### What the exercise asks
Your response should be an exact transcription of the data, images excluded.

BEGIN Data section

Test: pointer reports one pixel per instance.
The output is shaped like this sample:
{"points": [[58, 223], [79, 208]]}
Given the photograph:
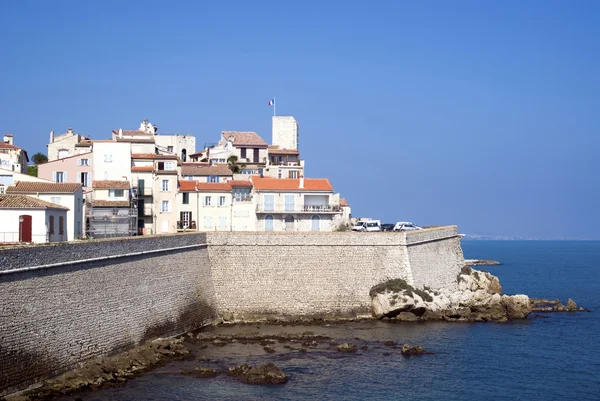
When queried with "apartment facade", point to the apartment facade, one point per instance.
{"points": [[69, 195], [12, 157]]}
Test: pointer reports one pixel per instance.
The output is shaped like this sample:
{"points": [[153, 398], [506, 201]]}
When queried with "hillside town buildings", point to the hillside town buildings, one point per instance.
{"points": [[141, 182]]}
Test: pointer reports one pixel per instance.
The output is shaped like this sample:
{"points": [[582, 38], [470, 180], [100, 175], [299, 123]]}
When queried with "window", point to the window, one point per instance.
{"points": [[186, 218], [269, 203], [289, 203], [269, 223], [60, 176], [315, 223], [85, 179]]}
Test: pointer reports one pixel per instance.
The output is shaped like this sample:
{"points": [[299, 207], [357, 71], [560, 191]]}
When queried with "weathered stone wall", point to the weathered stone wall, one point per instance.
{"points": [[53, 318], [261, 273]]}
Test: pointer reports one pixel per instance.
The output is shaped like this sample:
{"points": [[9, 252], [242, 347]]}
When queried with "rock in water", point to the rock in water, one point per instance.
{"points": [[407, 349], [517, 306], [346, 347], [267, 373]]}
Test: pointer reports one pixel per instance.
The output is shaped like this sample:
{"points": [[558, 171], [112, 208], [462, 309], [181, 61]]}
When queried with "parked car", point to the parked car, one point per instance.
{"points": [[360, 226], [387, 227], [406, 226], [373, 225]]}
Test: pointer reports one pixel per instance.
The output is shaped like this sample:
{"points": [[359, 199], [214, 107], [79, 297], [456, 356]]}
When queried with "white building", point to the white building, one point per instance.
{"points": [[69, 195], [12, 157], [31, 220]]}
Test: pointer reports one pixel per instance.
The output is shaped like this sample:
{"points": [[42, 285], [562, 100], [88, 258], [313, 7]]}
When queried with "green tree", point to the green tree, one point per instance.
{"points": [[32, 170], [234, 166], [39, 158]]}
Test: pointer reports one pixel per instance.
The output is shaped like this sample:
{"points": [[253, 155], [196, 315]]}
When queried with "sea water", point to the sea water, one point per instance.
{"points": [[557, 358]]}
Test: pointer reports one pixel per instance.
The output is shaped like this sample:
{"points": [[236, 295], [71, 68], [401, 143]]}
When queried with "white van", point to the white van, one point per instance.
{"points": [[373, 225]]}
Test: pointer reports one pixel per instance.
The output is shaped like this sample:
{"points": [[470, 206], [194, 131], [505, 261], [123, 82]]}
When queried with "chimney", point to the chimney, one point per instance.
{"points": [[8, 138]]}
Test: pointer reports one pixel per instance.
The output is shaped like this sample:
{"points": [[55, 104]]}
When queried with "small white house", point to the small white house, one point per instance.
{"points": [[30, 220]]}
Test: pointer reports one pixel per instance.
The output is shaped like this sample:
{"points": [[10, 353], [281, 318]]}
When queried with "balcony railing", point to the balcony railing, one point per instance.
{"points": [[267, 208]]}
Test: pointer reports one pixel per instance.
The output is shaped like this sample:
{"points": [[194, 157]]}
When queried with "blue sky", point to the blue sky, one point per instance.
{"points": [[481, 114]]}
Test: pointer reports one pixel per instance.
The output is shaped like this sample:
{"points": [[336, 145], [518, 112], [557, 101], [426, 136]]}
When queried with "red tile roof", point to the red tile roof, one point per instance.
{"points": [[240, 183], [4, 145], [110, 184], [244, 138], [276, 150], [186, 185], [198, 170], [142, 168], [103, 203], [24, 187], [292, 184], [26, 202], [153, 156], [214, 186]]}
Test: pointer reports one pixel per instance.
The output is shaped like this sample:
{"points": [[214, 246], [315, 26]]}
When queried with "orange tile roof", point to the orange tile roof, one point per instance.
{"points": [[26, 202], [276, 150], [142, 168], [196, 170], [110, 184], [214, 186], [244, 138], [43, 187], [187, 185], [292, 184], [153, 156], [240, 183], [103, 203]]}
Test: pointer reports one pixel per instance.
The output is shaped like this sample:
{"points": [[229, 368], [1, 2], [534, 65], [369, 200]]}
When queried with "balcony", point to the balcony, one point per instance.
{"points": [[145, 191], [298, 209]]}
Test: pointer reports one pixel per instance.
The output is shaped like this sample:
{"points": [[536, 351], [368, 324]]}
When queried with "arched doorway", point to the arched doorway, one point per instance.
{"points": [[289, 223], [269, 223], [315, 223]]}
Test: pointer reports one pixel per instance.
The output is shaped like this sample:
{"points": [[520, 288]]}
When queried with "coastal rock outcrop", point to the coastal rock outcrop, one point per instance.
{"points": [[478, 299]]}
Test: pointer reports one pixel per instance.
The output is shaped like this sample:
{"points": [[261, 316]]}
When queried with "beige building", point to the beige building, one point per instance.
{"points": [[62, 194], [295, 204], [26, 219], [76, 169], [12, 157], [64, 145]]}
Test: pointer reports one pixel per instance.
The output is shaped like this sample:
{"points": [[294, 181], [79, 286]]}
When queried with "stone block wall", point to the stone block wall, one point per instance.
{"points": [[53, 318]]}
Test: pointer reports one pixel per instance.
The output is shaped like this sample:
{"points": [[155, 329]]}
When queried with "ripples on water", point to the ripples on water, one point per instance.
{"points": [[537, 359]]}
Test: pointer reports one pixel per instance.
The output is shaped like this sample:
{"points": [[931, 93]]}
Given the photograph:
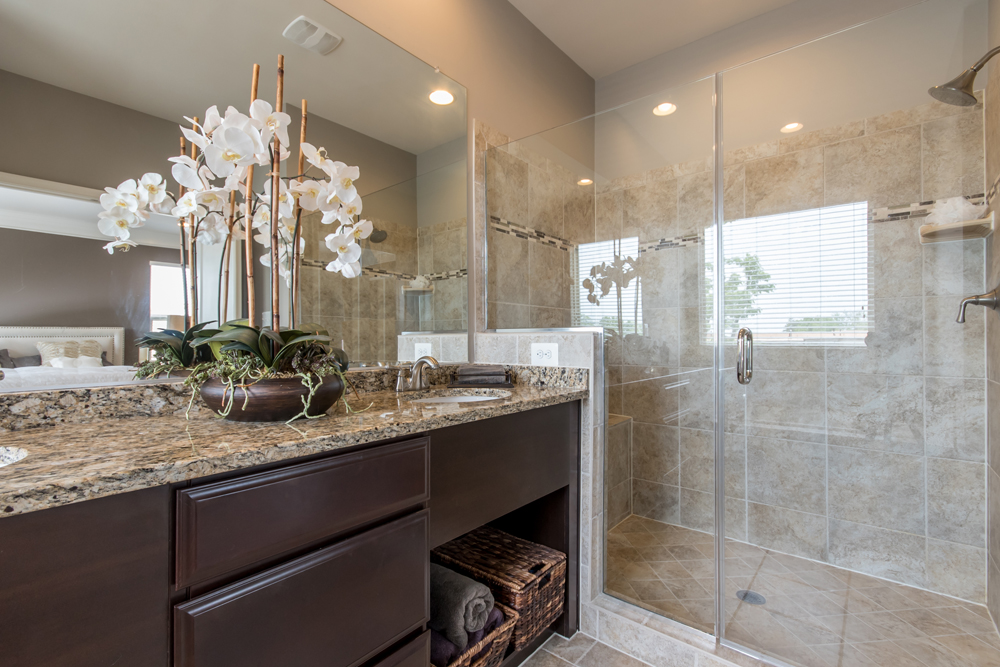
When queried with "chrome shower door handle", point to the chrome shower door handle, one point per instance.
{"points": [[744, 360]]}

END Data section

### Solution for this problem
Test: pointer reports one pixel per instance.
The output is shaped like this sample:
{"points": [[58, 223], [79, 208]]}
Given the photograph:
When queried with "apartment facade", point to the apartment facade, one point per instance.
{"points": [[69, 195], [12, 157]]}
Test: pointer reports one pixel per instance.
The output is shaped like this sample:
{"points": [[153, 398], [506, 201]]}
When queried with "hillside town buildings", point to the hillside town buildings, one point per instance.
{"points": [[141, 182]]}
Test: pointer reports one pixel per instance.
The output is shaped like this sample:
{"points": [[582, 38], [470, 180], [100, 175], [299, 123]]}
When queried with "window", point to the window, one point per instance.
{"points": [[186, 218], [269, 203], [289, 203], [269, 223], [60, 176], [315, 223], [85, 179]]}
Test: pointer reports one pixel per instance.
The output is shaped like this sample:
{"points": [[299, 207], [357, 71], [560, 191]]}
When queried with "weathered stone wall", point to the weathered stone wall, one point per instance.
{"points": [[53, 318], [261, 273]]}
Test: pointer reports one pixel per instance.
The output is shaped like this sample:
{"points": [[9, 252], [242, 347]]}
When queried with "rock in water", point to the rock in water, one point per instance.
{"points": [[407, 349], [517, 306], [346, 347], [267, 373]]}
Test: pointer reports one pixel per instance.
The output is shaped like this sample:
{"points": [[558, 171], [112, 208], [462, 309], [181, 61]]}
When queried with "parked car", point to the parked car, one point per instance.
{"points": [[360, 226], [387, 227], [406, 226], [373, 225]]}
Test: pointer reports one pixel per instance.
The output is shaped like this sample:
{"points": [[359, 199], [214, 107], [79, 297], [456, 356]]}
When queried with "white building", point to the white building, one point per instance.
{"points": [[69, 195], [12, 157], [31, 220]]}
Test: pointer reports one pixel per instance.
The output is shaped like this sample:
{"points": [[42, 285], [562, 100], [88, 258], [313, 7]]}
When queried with "green tree", point to the green tree, one point per instance.
{"points": [[32, 170], [234, 166], [39, 158]]}
Test: pointer reports one pixel per instance.
The output is shaped like this sample:
{"points": [[253, 155], [196, 315]]}
When queried with "sea water", point to the sea water, one point per instance.
{"points": [[557, 358]]}
Test: pointer reports one pixel per instance.
The output is shaped like this sample:
{"points": [[236, 295], [71, 68], [401, 143]]}
When queried with "white van", point to the white van, one point per instance.
{"points": [[373, 225]]}
Test: pointer reports one pixel per instance.
The output is shaped like this sample:
{"points": [[470, 206], [194, 131], [505, 261], [123, 82]]}
When queried with "chimney", point to the chimney, one point per instance.
{"points": [[8, 138]]}
Test: pointer reports one pixel per instance.
The output is shaped like this sample:
{"points": [[55, 104]]}
When queried with "small white house", point to the small white house, one point per instance.
{"points": [[30, 220]]}
Test: pointer reports one pixel per instance.
The output is shaped like this sample:
{"points": [[10, 353], [281, 318]]}
When queried with "balcony railing", point to the balcony railing, one point per instance.
{"points": [[267, 208]]}
Test: pointer reports one pixel per instance.
The output is shaped like this sample:
{"points": [[194, 157]]}
When queried with "blue sky", point to the blue sky, one point per instance.
{"points": [[481, 114]]}
Test: pointer reports one pixel per instance.
The output is shaped like this sample:
{"points": [[336, 145], [518, 112], [557, 101], [426, 136]]}
When queried with "red tile roof", point to the red tile roof, one point per instance.
{"points": [[240, 183], [4, 145], [110, 184], [244, 138], [276, 150], [186, 185], [198, 170], [142, 168], [103, 203], [24, 187], [292, 184], [26, 202], [153, 156], [214, 186]]}
Test: pointer reports one pixel per instance.
The output is shaped like this sample:
{"points": [[214, 246], [315, 26]]}
When queried with "orange tile roof", point to the orange tile roof, one point per instance.
{"points": [[26, 202], [276, 150], [142, 168], [196, 170], [110, 184], [214, 186], [244, 138], [43, 187], [187, 185], [292, 184], [153, 156], [240, 183], [103, 203]]}
Test: pointer reports one pixel per instance.
The output is shaped like this sample:
{"points": [[229, 368], [1, 2], [534, 65], [369, 200]]}
When queried with "balcony", point to the balcony, one point per instance.
{"points": [[145, 191], [298, 209]]}
Test: pointer reports one pixel per instance.
The output is shaped like this sample:
{"points": [[536, 351], [368, 324]]}
When queried with "arched doorway", point to the arched doorway, one point per instance.
{"points": [[289, 223], [269, 223], [315, 223]]}
Test: pointer reports one pixel per instance.
The output is shaped like this sample:
{"points": [[520, 288]]}
When queried with "coastal rock outcrop", point to the coastal rock outcrop, one point per instance.
{"points": [[478, 299]]}
Test: pointer reports one pixel per instance.
The output is shaped like this sample:
{"points": [[261, 316]]}
When queried with "beige building", point to the beige building, one point per instance.
{"points": [[62, 194], [295, 204], [26, 219], [76, 169], [12, 157], [64, 145]]}
Test: pointer reports one pixel per instance.
The output is shaped like this sample:
{"points": [[294, 181], [79, 286]]}
When queried with "stone block wall", point to the stone block wall, one point per instance.
{"points": [[53, 318]]}
Test: pointer reports one pixel per instance.
The output is shaped like this sample:
{"points": [[155, 329]]}
When queried with "ripples on water", point to the ripples on water, one point per instance.
{"points": [[537, 359]]}
Test: pointer reports one pixel per instance.
The output is shaped like this sample:
{"points": [[931, 93]]}
Given the photograph:
When queried with "chrome shower door handle", point to the chrome shower door handle, one point per instance.
{"points": [[744, 360]]}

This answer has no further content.